:: Annotated coordinate records ::
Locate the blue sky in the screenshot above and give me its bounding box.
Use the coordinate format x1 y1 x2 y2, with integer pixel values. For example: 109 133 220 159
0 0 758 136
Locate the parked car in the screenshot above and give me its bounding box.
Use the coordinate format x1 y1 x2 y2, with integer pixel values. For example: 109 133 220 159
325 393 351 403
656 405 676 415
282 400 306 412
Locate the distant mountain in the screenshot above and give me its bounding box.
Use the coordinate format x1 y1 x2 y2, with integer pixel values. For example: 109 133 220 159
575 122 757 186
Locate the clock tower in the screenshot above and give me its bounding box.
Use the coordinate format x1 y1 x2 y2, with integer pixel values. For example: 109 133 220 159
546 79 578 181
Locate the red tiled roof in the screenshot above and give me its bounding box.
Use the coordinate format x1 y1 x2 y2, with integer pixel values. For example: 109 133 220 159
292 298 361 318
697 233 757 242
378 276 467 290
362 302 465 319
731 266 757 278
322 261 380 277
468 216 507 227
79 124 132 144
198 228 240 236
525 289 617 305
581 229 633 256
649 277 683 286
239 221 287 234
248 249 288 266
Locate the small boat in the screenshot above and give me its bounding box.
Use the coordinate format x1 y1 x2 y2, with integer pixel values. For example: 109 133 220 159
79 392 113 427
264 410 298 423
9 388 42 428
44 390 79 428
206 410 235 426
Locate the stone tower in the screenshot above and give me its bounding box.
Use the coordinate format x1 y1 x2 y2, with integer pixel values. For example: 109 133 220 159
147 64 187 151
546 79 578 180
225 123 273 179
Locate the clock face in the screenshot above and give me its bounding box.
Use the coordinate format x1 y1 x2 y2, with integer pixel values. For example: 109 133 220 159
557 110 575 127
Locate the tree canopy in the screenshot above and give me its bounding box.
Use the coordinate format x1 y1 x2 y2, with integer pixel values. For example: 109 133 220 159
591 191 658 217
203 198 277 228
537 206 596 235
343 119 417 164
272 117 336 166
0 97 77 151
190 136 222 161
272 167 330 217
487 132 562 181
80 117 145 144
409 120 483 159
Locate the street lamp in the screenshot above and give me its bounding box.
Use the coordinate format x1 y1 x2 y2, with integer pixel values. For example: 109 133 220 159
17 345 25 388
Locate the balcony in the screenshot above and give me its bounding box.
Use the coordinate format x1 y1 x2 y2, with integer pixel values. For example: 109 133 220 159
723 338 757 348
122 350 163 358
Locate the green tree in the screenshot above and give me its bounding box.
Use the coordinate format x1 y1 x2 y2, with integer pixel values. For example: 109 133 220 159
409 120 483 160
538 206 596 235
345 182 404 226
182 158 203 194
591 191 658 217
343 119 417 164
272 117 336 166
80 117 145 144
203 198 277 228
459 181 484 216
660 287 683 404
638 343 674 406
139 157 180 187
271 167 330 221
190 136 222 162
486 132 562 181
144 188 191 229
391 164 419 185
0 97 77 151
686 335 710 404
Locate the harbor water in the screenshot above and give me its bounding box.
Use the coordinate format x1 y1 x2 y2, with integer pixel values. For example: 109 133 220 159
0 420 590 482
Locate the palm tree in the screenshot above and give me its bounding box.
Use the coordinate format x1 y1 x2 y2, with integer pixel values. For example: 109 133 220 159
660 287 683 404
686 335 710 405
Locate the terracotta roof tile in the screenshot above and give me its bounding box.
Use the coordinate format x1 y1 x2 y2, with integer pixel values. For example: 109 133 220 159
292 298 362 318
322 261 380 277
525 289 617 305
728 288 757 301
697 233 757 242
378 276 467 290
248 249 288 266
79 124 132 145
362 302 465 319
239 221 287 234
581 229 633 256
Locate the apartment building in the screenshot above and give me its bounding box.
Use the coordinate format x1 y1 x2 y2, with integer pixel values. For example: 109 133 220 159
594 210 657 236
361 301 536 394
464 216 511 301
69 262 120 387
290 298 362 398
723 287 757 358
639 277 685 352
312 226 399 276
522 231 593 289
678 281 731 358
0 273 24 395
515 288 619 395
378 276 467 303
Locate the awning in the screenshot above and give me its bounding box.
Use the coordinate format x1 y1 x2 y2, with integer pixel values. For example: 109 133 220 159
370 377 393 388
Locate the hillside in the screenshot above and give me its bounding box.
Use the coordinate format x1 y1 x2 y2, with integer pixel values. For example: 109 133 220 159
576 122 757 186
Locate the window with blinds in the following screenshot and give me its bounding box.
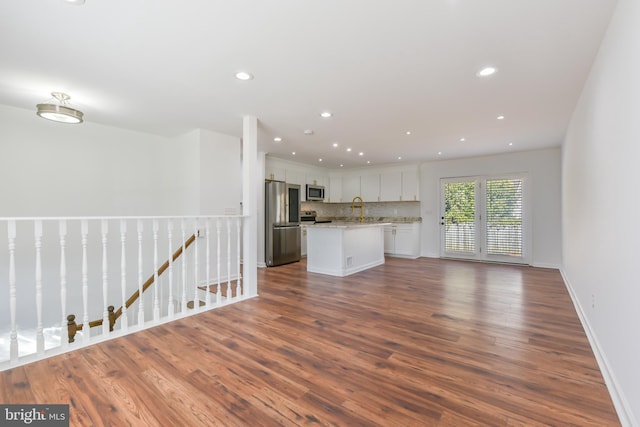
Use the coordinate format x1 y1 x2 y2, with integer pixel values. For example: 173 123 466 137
485 179 522 257
444 181 476 253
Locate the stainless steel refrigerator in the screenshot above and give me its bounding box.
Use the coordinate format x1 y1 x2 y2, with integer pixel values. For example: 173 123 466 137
264 180 300 267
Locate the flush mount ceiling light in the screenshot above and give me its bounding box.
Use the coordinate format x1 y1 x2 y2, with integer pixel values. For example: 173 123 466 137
36 92 84 124
476 67 498 77
236 71 253 80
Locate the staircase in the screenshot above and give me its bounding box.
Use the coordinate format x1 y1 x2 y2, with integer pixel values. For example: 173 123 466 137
0 216 255 370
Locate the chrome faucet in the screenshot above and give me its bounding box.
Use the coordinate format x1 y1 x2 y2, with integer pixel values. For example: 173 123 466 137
351 196 364 224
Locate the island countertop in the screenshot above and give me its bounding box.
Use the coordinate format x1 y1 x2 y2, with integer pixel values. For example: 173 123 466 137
307 221 392 228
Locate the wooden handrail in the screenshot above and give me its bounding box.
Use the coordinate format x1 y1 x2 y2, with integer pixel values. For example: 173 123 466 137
67 234 196 343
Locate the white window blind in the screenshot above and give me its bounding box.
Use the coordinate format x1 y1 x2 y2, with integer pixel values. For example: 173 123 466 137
486 179 522 257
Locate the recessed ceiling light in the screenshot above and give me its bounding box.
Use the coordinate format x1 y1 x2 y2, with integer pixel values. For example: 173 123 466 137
236 71 253 80
476 67 498 77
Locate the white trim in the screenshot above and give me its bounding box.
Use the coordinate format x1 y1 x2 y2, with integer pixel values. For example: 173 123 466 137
560 268 640 427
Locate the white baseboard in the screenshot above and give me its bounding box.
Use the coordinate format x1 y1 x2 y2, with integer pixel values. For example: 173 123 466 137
531 262 562 270
560 267 640 427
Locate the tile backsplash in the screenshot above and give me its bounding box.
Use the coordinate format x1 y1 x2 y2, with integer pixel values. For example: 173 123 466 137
302 202 420 218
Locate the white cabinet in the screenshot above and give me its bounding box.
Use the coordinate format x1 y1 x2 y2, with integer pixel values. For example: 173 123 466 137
300 225 307 256
380 172 403 202
328 176 342 203
342 175 360 202
285 169 305 188
265 165 287 181
307 174 325 186
401 171 420 202
384 222 420 258
384 225 396 254
360 174 380 202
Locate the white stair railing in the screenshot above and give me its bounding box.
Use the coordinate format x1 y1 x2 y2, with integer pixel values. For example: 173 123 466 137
0 216 250 370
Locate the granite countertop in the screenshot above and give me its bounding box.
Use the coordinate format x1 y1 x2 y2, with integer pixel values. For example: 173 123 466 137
317 216 422 224
307 221 391 228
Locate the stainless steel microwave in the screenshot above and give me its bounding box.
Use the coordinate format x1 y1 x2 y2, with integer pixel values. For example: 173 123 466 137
307 184 324 202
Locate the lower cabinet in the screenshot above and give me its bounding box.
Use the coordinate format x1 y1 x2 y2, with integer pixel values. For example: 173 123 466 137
384 222 420 258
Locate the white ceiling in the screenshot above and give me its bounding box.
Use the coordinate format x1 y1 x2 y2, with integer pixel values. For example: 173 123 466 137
0 0 616 168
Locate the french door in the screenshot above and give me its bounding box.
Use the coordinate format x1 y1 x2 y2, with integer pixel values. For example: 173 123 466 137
440 175 530 263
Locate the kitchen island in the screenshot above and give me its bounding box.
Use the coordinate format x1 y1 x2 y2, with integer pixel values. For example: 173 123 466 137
307 222 390 277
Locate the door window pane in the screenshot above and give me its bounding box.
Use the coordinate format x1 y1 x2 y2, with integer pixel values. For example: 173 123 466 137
444 181 476 253
486 179 522 257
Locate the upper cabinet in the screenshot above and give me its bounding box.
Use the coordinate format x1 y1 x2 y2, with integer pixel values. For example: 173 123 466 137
380 172 402 202
325 176 342 203
360 174 380 202
307 173 327 186
265 156 420 203
342 175 360 202
285 170 305 188
265 164 287 181
400 170 420 202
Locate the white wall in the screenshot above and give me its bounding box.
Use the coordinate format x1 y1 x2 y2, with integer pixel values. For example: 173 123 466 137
420 148 562 268
0 105 242 217
562 0 640 426
0 105 242 340
0 105 188 216
198 130 242 215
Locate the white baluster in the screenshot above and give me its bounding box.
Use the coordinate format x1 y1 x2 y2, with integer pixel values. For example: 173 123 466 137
58 219 69 349
180 219 187 314
236 218 242 298
7 220 18 363
216 218 222 304
167 220 176 319
193 218 200 310
205 218 211 308
227 218 233 299
138 219 144 326
34 220 44 355
153 219 160 322
100 219 109 335
120 219 129 331
80 219 91 343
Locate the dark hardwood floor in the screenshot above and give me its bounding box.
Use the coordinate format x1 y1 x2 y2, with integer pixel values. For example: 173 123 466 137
0 258 619 427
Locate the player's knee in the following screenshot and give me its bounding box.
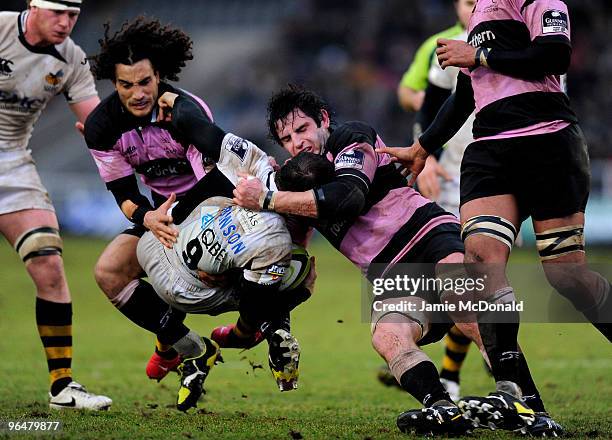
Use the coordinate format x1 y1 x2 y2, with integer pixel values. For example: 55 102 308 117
94 258 126 299
536 224 585 263
27 255 66 297
372 315 421 359
15 226 65 291
455 322 482 347
461 215 518 263
543 263 596 310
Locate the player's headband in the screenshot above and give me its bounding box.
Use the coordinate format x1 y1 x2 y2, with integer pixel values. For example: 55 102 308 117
30 0 81 12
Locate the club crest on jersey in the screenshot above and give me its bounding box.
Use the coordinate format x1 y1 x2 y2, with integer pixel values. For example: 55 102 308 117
542 9 569 34
200 206 219 230
266 264 287 277
45 70 64 91
225 136 249 162
336 150 365 170
0 58 13 76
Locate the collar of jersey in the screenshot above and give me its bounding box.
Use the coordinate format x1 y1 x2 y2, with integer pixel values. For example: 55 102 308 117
17 11 68 63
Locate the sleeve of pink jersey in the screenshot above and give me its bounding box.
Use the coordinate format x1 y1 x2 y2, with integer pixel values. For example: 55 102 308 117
89 148 134 182
521 0 570 41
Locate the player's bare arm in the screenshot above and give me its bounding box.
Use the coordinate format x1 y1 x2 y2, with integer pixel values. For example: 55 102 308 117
234 175 319 218
376 140 429 186
70 95 100 135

:: What you are asked to do ::
Can you put everything from the line containing "Locate the terracotta" down to the line containing "370 377 393 388", both included, into a Markdown table with the columns No. and Line? Number each line and leave out any blank ones.

:: Complete response ::
| No. | Line |
|---|---|
| 1 | Locate the terracotta roof tile in the screenshot above and give me its bounding box. |
| 2 | Use the coordinate format x1 y1 x2 y2, with integer pixel values. For example: 109 133 220 159 |
| 3 | 292 298 362 318 |
| 4 | 322 261 380 277 |
| 5 | 525 289 617 305 |
| 6 | 728 288 757 301 |
| 7 | 697 233 757 242 |
| 8 | 378 276 467 290 |
| 9 | 248 249 288 266 |
| 10 | 79 124 132 145 |
| 11 | 362 302 465 319 |
| 12 | 239 221 287 234 |
| 13 | 581 229 633 256 |
| 14 | Locate the apartment building in the screenshot above and give me its bounding box. |
| 15 | Use the coordinate format x1 y1 x2 y2, with integer pixel values. For example: 109 133 220 159 |
| 16 | 594 210 657 236 |
| 17 | 361 301 536 394 |
| 18 | 464 216 511 301 |
| 19 | 69 262 120 387 |
| 20 | 290 298 362 398 |
| 21 | 723 287 757 358 |
| 22 | 639 277 685 352 |
| 23 | 312 226 399 276 |
| 24 | 522 231 593 289 |
| 25 | 678 281 731 358 |
| 26 | 0 273 24 395 |
| 27 | 515 288 619 395 |
| 28 | 378 276 467 303 |
| 29 | Locate the awning in the screenshot above and give me its bounding box. |
| 30 | Use the coordinate format x1 y1 x2 y2, with integer pixel values. For example: 109 133 220 159 |
| 31 | 370 377 393 388 |